Work to do =
Copy the records from their start up to and including the line containing "113), (122, 114)]", with "bee" replaced by "wasp" and everything else unchanged. Return only those lines.

Records shown =
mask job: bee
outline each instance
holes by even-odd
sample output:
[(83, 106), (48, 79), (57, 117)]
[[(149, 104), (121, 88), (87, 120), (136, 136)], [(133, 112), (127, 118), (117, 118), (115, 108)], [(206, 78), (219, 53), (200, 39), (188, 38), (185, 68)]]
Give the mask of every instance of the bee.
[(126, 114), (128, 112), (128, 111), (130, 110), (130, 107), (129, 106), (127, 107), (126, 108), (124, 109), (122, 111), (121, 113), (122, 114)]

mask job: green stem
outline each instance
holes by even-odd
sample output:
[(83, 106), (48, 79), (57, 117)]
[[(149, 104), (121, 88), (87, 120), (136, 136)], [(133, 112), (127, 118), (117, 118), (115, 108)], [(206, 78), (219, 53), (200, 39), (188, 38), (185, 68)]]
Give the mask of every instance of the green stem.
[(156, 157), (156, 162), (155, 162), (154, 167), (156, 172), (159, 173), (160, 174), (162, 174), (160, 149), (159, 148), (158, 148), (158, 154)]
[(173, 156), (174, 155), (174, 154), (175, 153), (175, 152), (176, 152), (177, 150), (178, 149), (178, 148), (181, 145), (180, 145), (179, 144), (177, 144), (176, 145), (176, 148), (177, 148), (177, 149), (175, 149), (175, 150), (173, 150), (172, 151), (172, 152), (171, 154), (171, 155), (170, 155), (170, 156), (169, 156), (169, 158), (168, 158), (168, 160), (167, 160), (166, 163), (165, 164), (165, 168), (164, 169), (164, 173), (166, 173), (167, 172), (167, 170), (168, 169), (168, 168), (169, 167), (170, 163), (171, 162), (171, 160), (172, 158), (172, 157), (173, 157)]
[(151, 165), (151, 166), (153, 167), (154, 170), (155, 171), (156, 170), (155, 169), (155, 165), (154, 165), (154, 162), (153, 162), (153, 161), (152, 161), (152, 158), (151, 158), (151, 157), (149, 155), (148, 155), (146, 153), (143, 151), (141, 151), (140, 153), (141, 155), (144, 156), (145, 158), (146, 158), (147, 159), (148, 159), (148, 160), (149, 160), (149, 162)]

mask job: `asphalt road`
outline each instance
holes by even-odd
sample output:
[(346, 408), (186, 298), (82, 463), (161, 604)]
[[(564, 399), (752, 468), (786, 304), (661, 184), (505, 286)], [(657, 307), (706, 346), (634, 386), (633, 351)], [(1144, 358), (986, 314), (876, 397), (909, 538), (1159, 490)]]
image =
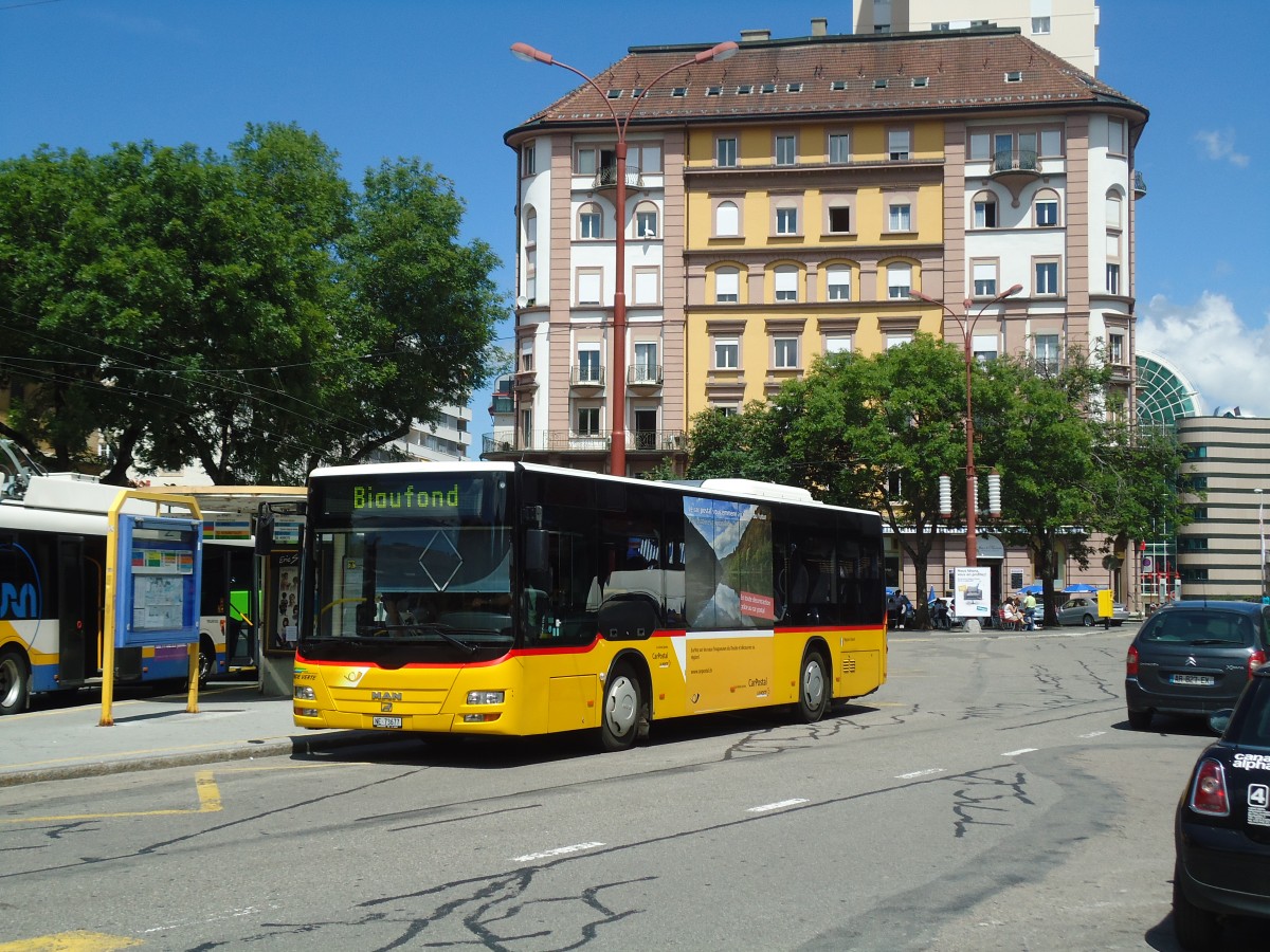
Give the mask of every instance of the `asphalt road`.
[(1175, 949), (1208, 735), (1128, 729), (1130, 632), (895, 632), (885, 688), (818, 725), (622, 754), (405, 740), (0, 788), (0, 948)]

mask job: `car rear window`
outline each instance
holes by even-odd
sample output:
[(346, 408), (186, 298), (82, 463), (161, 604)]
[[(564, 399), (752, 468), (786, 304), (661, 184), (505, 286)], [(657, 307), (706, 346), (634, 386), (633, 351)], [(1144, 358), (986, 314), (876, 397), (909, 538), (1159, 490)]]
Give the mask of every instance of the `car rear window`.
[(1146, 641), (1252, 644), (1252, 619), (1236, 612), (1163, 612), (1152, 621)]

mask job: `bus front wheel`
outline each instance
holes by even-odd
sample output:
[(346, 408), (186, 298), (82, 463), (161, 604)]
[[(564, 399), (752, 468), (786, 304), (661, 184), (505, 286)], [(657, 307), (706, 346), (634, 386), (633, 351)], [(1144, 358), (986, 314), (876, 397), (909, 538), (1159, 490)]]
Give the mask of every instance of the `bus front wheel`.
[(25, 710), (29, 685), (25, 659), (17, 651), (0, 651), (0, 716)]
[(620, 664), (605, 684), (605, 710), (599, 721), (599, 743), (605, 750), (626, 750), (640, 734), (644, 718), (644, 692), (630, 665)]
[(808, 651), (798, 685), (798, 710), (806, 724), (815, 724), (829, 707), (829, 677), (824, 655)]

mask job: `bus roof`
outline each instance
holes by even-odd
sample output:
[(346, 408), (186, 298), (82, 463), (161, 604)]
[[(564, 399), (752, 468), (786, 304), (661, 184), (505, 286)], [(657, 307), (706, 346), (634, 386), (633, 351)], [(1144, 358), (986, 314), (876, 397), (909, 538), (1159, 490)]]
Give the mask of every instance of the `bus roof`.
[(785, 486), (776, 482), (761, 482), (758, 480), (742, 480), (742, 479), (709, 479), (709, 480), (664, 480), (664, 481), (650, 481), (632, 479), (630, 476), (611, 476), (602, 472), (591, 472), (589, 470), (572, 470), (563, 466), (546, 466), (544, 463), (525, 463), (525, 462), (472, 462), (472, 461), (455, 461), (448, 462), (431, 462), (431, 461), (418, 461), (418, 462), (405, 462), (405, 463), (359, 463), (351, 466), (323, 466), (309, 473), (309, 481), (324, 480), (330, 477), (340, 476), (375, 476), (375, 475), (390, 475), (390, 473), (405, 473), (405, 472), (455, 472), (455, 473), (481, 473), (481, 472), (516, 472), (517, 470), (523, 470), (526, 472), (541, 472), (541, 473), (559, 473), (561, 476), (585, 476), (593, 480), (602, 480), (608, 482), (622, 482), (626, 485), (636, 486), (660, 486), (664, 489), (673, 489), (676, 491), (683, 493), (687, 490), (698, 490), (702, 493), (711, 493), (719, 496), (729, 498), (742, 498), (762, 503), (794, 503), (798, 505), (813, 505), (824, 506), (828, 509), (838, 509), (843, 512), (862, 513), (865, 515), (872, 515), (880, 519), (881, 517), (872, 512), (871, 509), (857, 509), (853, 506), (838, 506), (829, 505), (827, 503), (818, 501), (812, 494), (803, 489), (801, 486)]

Reply to the exercise =
mask job: wasp
outline each instance
holes by even-odd
sample output:
[(83, 106), (48, 79), (57, 117)]
[[(149, 104), (121, 88), (87, 120), (136, 136)], [(133, 112), (127, 118), (117, 118), (115, 108)], [(206, 78), (219, 53), (200, 39), (188, 38), (185, 68)]]
Give the mask of every instance of the wasp.
[(126, 114), (128, 112), (128, 111), (130, 110), (130, 107), (129, 106), (127, 107), (126, 108), (124, 109), (122, 111), (121, 113), (122, 114)]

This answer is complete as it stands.